◆ **Entradas listadas**
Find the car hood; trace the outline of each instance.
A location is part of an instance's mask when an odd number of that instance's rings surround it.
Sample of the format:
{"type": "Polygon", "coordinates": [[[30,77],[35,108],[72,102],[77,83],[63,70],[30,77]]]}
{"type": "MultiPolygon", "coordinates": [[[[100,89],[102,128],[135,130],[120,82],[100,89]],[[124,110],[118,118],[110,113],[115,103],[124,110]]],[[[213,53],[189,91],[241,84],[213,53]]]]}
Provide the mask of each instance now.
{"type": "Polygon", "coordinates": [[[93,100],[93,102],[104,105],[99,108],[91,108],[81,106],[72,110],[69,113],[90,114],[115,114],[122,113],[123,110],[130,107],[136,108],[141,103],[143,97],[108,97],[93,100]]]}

◆ **O que fazer**
Passe os dados acima para um CSV de duas colunas, "texto" e "resposta", com uma linha para cada bloco. Coloque cada campo entre aspas e troque as quebras de linha por espaços.

◆ **Resposta do exercício**
texto,resposta
"Find the car hood; trace the outline of each instance. A location is part of an instance's mask when an odd number of that instance's rings surround it. Sample of the format: {""type"": ""Polygon"", ""coordinates"": [[[30,77],[35,108],[72,102],[77,83],[63,70],[30,77]]]} {""type"": ""MultiPolygon"", ""coordinates"": [[[[100,89],[102,128],[135,130],[120,82],[100,89]],[[124,110],[118,118],[110,113],[115,103],[124,110]]],[[[213,53],[189,91],[241,84],[213,53]]]]} Provide the mask of each instance now.","{""type"": ""Polygon"", ""coordinates"": [[[93,100],[93,102],[104,105],[99,108],[91,108],[81,106],[72,110],[69,113],[90,114],[115,114],[122,113],[123,110],[130,107],[136,108],[141,103],[143,97],[108,97],[93,100]]]}"